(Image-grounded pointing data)
§
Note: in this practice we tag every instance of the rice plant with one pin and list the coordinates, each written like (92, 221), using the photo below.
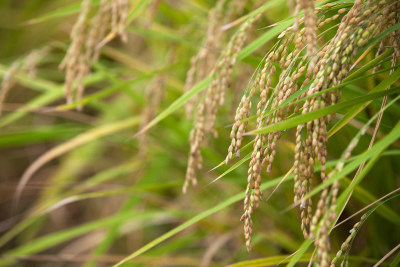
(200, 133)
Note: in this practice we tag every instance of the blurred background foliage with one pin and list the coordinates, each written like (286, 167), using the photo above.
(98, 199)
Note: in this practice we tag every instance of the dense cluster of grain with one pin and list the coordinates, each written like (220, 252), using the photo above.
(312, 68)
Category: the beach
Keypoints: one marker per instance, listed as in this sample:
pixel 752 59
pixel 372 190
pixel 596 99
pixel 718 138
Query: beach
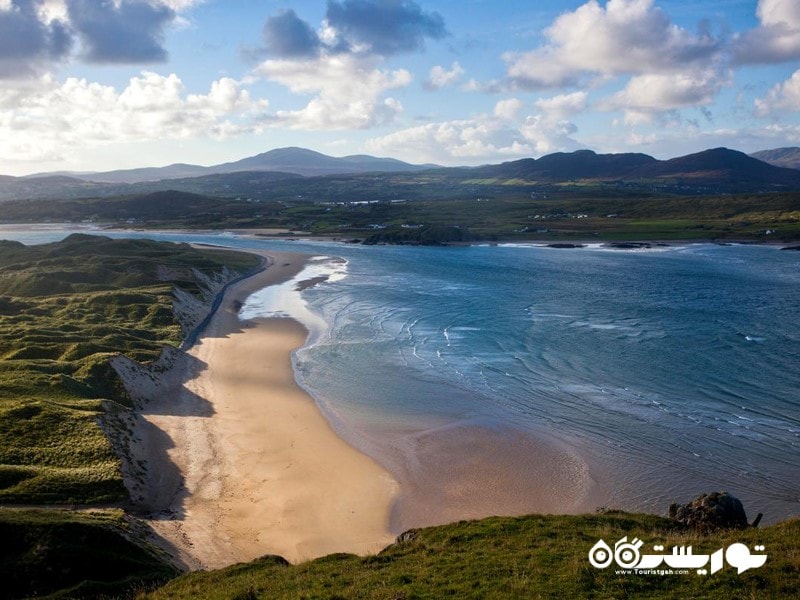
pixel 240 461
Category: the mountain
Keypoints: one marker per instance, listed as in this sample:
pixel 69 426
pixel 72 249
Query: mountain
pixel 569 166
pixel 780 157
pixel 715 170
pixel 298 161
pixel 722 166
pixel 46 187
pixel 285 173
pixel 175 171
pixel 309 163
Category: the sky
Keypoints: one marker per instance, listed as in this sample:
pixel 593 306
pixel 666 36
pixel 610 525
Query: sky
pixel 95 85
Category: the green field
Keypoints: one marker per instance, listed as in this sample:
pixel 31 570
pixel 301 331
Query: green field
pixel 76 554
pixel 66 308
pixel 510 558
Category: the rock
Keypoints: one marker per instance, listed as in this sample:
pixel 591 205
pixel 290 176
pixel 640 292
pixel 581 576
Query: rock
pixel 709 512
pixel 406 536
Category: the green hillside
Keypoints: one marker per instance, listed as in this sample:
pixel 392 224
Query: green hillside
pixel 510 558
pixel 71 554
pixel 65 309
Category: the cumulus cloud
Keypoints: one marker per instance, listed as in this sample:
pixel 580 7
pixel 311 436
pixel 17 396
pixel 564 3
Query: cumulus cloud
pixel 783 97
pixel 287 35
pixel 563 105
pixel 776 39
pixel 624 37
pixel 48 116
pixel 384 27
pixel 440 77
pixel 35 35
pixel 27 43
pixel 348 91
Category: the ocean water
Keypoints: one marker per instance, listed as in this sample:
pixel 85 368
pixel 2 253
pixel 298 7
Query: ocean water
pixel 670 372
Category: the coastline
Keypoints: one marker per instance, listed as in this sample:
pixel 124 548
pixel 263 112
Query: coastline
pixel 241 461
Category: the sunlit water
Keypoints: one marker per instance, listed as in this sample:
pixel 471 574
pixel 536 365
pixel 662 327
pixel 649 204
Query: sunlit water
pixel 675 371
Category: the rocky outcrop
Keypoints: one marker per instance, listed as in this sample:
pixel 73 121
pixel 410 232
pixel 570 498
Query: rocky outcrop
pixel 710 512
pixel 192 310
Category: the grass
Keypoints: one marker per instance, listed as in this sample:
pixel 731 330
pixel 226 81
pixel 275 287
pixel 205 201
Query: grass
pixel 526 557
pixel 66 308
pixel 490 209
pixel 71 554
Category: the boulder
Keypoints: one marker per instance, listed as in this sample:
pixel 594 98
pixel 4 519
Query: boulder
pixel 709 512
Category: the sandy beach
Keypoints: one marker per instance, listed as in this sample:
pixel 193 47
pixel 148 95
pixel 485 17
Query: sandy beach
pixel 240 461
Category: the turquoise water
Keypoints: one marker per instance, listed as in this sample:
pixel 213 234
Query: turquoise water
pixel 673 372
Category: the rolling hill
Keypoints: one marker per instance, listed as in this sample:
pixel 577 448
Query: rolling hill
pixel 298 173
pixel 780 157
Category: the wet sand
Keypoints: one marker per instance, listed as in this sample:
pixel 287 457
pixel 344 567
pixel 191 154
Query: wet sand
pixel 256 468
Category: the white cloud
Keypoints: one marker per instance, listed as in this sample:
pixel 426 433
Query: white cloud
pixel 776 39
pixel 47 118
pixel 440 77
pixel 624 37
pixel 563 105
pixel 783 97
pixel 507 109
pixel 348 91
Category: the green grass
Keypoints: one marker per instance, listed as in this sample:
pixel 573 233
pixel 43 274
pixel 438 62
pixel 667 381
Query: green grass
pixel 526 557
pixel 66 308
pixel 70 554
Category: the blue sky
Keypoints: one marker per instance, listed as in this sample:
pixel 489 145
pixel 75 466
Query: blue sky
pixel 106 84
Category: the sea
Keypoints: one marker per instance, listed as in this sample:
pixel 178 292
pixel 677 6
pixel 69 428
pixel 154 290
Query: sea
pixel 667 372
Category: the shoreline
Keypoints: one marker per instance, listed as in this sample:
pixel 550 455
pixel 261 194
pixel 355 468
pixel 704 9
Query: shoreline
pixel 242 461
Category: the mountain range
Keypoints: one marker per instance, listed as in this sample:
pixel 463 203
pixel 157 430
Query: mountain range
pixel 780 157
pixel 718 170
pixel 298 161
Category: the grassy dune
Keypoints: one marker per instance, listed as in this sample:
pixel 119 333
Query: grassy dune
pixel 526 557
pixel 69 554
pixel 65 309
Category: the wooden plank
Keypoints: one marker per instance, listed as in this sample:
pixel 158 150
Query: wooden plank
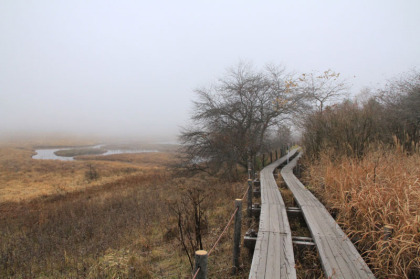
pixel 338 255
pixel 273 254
§
## THE TASK
All of the records should be output exactly as they stand, with pictures omitted.

## EXERCISE RESPONSE
Note: in this practice we tag every instance of the rice plant with one pin and list the coordinates, each written like (92, 221), using the photo below.
(200, 133)
Note: in this practice we tag every instance of the blurred background foliage with one pin and list the coordinates, each written like (286, 167), using the photo above.
(98, 199)
Note: in this practice we tag every instance of the dense cluster of grain with one pin and list the coordinates, each written like (220, 252), using the photo above.
(312, 68)
Category: the beach
Keypoints: one marker per instance, listed as in this sample:
pixel 752 59
pixel 372 190
pixel 596 99
pixel 718 138
Query: beach
pixel 240 461
Category: the mountain
Keypoints: one marker per instance, listed as in this sample:
pixel 69 426
pixel 72 249
Query: mountain
pixel 569 166
pixel 780 157
pixel 715 170
pixel 298 161
pixel 722 166
pixel 46 187
pixel 285 173
pixel 175 171
pixel 309 163
Category: the sky
Keypoints: one marker per instance, listed as in this sample:
pixel 593 306
pixel 666 36
pixel 610 525
Query: sky
pixel 95 85
Category: the green field
Keypoints: one marker per instance, listed as in this sample:
pixel 31 570
pixel 301 331
Query: green field
pixel 76 554
pixel 66 308
pixel 510 558
Category: the rock
Keypoints: one marker per instance, listed as in this sample:
pixel 591 205
pixel 290 176
pixel 640 292
pixel 581 576
Query: rock
pixel 709 512
pixel 406 536
Category: the green hillside
Keypoints: one marker per instance, listed as in this sample:
pixel 392 224
Query: green hillside
pixel 510 558
pixel 71 554
pixel 65 309
Category: the cumulus cloud
Keypoints: one marker per instance, listed as in this sample:
pixel 580 7
pixel 311 436
pixel 17 396
pixel 564 3
Query: cumulus cloud
pixel 783 97
pixel 287 35
pixel 563 105
pixel 776 39
pixel 624 37
pixel 48 116
pixel 384 27
pixel 440 77
pixel 35 35
pixel 27 43
pixel 348 91
Category: the ocean water
Keypoints: one marker per instance, listed as in this sample:
pixel 85 368
pixel 2 253
pixel 298 7
Query: ocean water
pixel 670 372
Category: the coastline
Keypoints: one marker per instance, listed as in this sample:
pixel 124 548
pixel 263 112
Query: coastline
pixel 241 461
Category: the sunlit water
Keypoints: one marker per instance, listed as in this sample:
pixel 471 574
pixel 536 365
pixel 662 327
pixel 649 204
Query: sunlit water
pixel 675 371
Category: the rocky outcrop
Keypoints: one marker per instance, listed as in this sample:
pixel 73 121
pixel 410 232
pixel 570 498
Query: rocky outcrop
pixel 710 512
pixel 192 310
Category: the grass
Keypoints: one marker per instance, listed as in this sample:
pixel 731 330
pixel 226 81
pixel 275 287
pixel 205 201
Query: grass
pixel 526 557
pixel 66 308
pixel 490 209
pixel 71 554
Category: the boulder
Keypoints: one marker per instance, listed as in this sample:
pixel 594 98
pixel 4 519
Query: boulder
pixel 709 512
Category: the sandy beach
Keypoints: one marker per instance, listed as in this sample:
pixel 193 47
pixel 148 95
pixel 485 17
Query: sandy beach
pixel 240 461
Category: the turquoise water
Keypoints: one marker per instance, listed as in this sample:
pixel 213 234
Query: turquoise water
pixel 673 372
Category: the rolling hill
Keypoints: one marker per instance, listed as in this sample:
pixel 577 448
Query: rolling hill
pixel 298 173
pixel 780 157
Category: the wet sand
Keypoints: one marker per instance, listed as in this sample:
pixel 287 457
pixel 344 567
pixel 191 154
Query: wet sand
pixel 256 468
Category: the white cloud
Keypoints: one marker per instance, listed as in this sample:
pixel 426 433
Query: white cloud
pixel 776 39
pixel 47 118
pixel 440 77
pixel 624 37
pixel 563 105
pixel 783 97
pixel 507 109
pixel 348 91
Category: the green grass
Keypoints: one marker per instance, listed as in this sample:
pixel 573 233
pixel 43 274
pixel 438 62
pixel 667 381
Query: green grass
pixel 526 557
pixel 66 308
pixel 70 554
Category: the blue sky
Keypoints: one marker per instance, listed as in this sample:
pixel 489 145
pixel 75 466
Query: blue sky
pixel 106 84
Category: the sea
Keypoints: one marker per instance, listed as in this sample:
pixel 178 292
pixel 677 6
pixel 69 428
pixel 154 290
Query: sea
pixel 667 372
Category: the shoreline
Keypoints: one marker per instance, listed as in this sample:
pixel 550 455
pixel 261 194
pixel 355 468
pixel 704 9
Query: shoreline
pixel 242 461
Category: the mountain range
Keypoints: one marker per instance, listed as in this sample:
pixel 463 203
pixel 157 430
Query: mountain range
pixel 780 157
pixel 718 170
pixel 298 161
Category: the grassy dune
Keypoints: one marker per instance, listed as in this sample:
pixel 119 333
Query: grassy dune
pixel 526 557
pixel 69 554
pixel 65 309
Category: the wooden plank
Keypoints: one marker per instance, listed as in this sample:
pixel 158 150
Query: wooden plank
pixel 338 255
pixel 273 254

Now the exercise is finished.